● WHAT YOU ARE ASKED TO DO:
Print out the full listing below, word for word.

SOURCE MATERIAL Start Marker

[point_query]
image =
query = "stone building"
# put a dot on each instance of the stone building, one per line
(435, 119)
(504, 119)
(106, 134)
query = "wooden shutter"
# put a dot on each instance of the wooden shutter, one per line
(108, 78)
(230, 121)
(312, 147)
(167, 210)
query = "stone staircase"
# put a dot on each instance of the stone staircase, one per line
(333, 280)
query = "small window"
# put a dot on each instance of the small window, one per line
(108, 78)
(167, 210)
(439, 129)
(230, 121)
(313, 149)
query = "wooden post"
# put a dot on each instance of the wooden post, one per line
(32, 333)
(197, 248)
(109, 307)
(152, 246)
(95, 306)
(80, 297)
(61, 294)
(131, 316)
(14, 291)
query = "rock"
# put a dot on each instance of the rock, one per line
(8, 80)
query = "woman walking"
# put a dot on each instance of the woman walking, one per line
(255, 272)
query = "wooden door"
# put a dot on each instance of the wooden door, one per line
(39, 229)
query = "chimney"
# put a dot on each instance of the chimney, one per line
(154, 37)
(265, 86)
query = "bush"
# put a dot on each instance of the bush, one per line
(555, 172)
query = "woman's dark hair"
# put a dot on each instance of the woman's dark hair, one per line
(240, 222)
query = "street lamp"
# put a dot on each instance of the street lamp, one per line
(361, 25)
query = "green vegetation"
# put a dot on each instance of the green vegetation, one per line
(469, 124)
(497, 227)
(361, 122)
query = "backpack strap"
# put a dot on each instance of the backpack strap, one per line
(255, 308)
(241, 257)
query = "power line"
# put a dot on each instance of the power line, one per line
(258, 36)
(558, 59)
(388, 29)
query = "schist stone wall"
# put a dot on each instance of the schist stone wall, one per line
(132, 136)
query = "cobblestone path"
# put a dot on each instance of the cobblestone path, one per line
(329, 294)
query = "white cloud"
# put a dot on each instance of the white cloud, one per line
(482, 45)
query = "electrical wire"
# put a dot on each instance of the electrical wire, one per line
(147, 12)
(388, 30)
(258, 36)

SOURCE MATERIAL End Marker

● TASK SOLUTION:
[point_query]
image =
query = "stone building"
# put a dot on each instance of the stone building, one per line
(435, 119)
(504, 119)
(106, 134)
query = "wooden shutter"
# put a dot on each instance of the wooden shutter, one per line
(108, 78)
(230, 121)
(312, 147)
(167, 210)
query = "stone staircase"
# put a dot on each instance of the stone staircase, one per line
(333, 280)
query = "small window"
# put a dot on each instance of the small window, one per line
(108, 78)
(167, 210)
(439, 129)
(230, 121)
(313, 149)
query = "wooden post"
# put a dot on each instance of the wooden post, one per line
(32, 333)
(197, 248)
(109, 307)
(152, 246)
(95, 306)
(80, 297)
(61, 294)
(131, 316)
(14, 291)
query = "rock"
# put a dot on each instance of the rock, one per line
(8, 80)
query = "woman walking"
# put a dot on each instance of the woman walking, one per line
(255, 272)
query = "wooden door"
# put a dot on each instance of the wooden door, one per line
(39, 229)
query = "chimney"
# put a dot on each instance of the chimney, one per line
(154, 37)
(265, 86)
query = "bush"
# put a dot on each instance of the bush, one per line
(555, 172)
query = "woman's dark hair"
# put a dot on each instance of the woman's dark hair, one per line
(240, 222)
query = "street lamp"
# put a dot on each instance of the street lamp, one per line
(361, 25)
query = "green vegetation"
# put a dot on each instance of the green vegetation, one per line
(469, 124)
(497, 227)
(361, 122)
query = "backpack strap"
# put a dot on each instance of the backpack strap, one per line
(255, 308)
(241, 257)
query = "power line"
# put a dot on each instance of the power line, one per line
(258, 36)
(558, 59)
(388, 29)
query = "schist stone wall"
# put a dot on each instance of the schist stone wall, one per line
(132, 136)
query = "cobblestone path"
# put a dot on each instance of the cobblestone path, one per line
(329, 294)
query = "white cloud"
# put a dot on each instance of the white cloud, one per line
(482, 45)
query = "electrical wire"
# put a dot on each instance of the electrical wire, one per line
(147, 12)
(388, 30)
(258, 36)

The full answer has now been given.